* **Task instructions**
Edit the chili pepper and marijuana article, writing out the part that opens with the words containing "Chili Peppers, Marijuana" and closes with "prevent type 1 diabetes.", with "rodents" changed to "laboratory animals".

* **Page excerpt**
[Start of section]

Chili Peppers, Marijuana Could Help Treat Type 1 Diabetes And Reduce Gut Inflammation
The researchers discovered that both chili peppers and edible marijuana could reverse type 1 diabetes and reduce the gut inflammation in rodents. A compound found in chili peppers and marijuana known as capsaicin could lessen the inflammation by activating the anti-inflammatory immune cells and prevent type 1 diabetes.
The findings of the study were printed in the journal Proceedings of the National Academy of Sciences. The study was led by Pramod Srivastava, professor of immunology and medicine at the UConn Health School of Medicine in Farmington, CT, and colleagues. The research could help in understanding how the immune system, the gut and the brain are associated with one another, according to Medical News Today.
In the study, the researchers administered capsaicin to rats with type 1 diabetes. They examined how the chili pepper compound impacts the gut. They found that the capsaicin compound focuses and binds to a receptor known as TRPV1 that is visible in specialized cells in the gastrointestinal tract. With this, the anandamide was produced.
Likewise, anandamide is found in marijuana and attaches to cannabinoid receptors in the brain. In the study, the anandamide interacts with TRPV1 in order to generate more anandamide and works with a receptor known as CX3CR1 that recruits a type of macrophage or white blood cells. This lessens the inflammation.
The study suggests that edible marijuana could lessen the gut inflammation and provides insights on the association of the brain, gut and the immune system. The results in rats show that both capsaicin and anandamide lessened the gut inflammation. Likewise, the compound in chili pepper reversed type 1 diabetes in the mice.
Professor Srivastava said that this showed how the immune system and the brain talk to each other. He further said that they share a common language, which is the anandamide, as noted by Science Daily.

[End of section]

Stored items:
[Start of section]

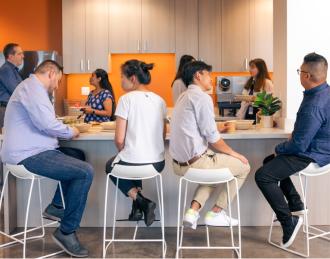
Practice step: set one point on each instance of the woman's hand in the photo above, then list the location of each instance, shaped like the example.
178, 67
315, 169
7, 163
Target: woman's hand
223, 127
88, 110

[End of section]

* **Written answer**
Chili Peppers, Marijuana Could Help Treat Type 1 Diabetes And Reduce Gut Inflammation
The researchers discovered that both chili peppers and edible marijuana could reverse type 1 diabetes and reduce the gut inflammation in laboratory animals. A compound found in chili peppers and marijuana known as capsaicin could lessen the inflammation by activating the anti-inflammatory immune cells and prevent type 1 diabetes.